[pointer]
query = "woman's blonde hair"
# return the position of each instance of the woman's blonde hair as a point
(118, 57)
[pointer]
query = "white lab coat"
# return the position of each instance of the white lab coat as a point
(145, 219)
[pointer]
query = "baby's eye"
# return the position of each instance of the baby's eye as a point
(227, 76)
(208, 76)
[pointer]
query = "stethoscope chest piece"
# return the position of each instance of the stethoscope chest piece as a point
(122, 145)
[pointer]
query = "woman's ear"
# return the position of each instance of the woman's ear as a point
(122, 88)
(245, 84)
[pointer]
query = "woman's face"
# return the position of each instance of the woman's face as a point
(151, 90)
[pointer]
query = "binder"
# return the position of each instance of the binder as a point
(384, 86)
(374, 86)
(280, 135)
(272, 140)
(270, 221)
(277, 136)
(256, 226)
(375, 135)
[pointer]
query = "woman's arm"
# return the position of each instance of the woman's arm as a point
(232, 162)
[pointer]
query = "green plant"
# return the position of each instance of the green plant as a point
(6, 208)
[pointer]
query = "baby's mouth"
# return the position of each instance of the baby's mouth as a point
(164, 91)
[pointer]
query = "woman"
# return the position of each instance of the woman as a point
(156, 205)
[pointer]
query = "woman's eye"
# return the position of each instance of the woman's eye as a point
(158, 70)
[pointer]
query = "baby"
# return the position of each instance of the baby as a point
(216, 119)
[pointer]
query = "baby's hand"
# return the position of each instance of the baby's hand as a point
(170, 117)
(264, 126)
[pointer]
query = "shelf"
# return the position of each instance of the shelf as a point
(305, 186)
----------------
__Directions for this task__.
Output the full listing without altering anything.

__Exercise answer__.
[pointer]
query = "woman's blonde hair"
# return the position of each instance of the woman's blonde hair as a point
(118, 57)
[pointer]
query = "white lab coat"
# return the position of each instance of the white lab coat as a point
(145, 219)
[pointer]
query = "baby's eye"
# return the position of each instance of the baby's eye as a point
(227, 76)
(208, 76)
[pointer]
query = "stethoscope chest piece"
# return the position of each instance of the stethoscope chest piece as a point
(122, 145)
[pointer]
query = "woman's ear"
# return the position of each instance of the woman's ear as a point
(122, 88)
(245, 84)
[pointer]
query = "woman's face"
# return the position of each instance of the woman's face as a point
(151, 90)
[pointer]
query = "binder"
# return the position of each instance of the binder as a point
(384, 86)
(374, 86)
(280, 135)
(272, 140)
(270, 221)
(277, 136)
(256, 226)
(375, 135)
[pointer]
query = "woman's arm"
# return the position of each instance of the woman's arm as a point
(232, 162)
[pointer]
query = "green plant"
# return the position of each instance of the green plant as a point
(6, 208)
[pointer]
query = "baby's mouth"
# return the position of each instance of the baby's mouth as a point
(164, 91)
[pointer]
query = "woman"
# return the position of each instance of the woman as a point
(156, 205)
[pointer]
query = "woman's eye"
# return the position of each instance of the woman's eye as a point
(158, 70)
[pointer]
query = "baby"
# return the position of each instance of the baby as a point
(216, 119)
[pointer]
query = "baby's hand"
# return the position of each instance of the baby's hand as a point
(170, 117)
(264, 126)
[pointer]
query = "shelf"
# return the position of each instance of the shelf as a point
(305, 186)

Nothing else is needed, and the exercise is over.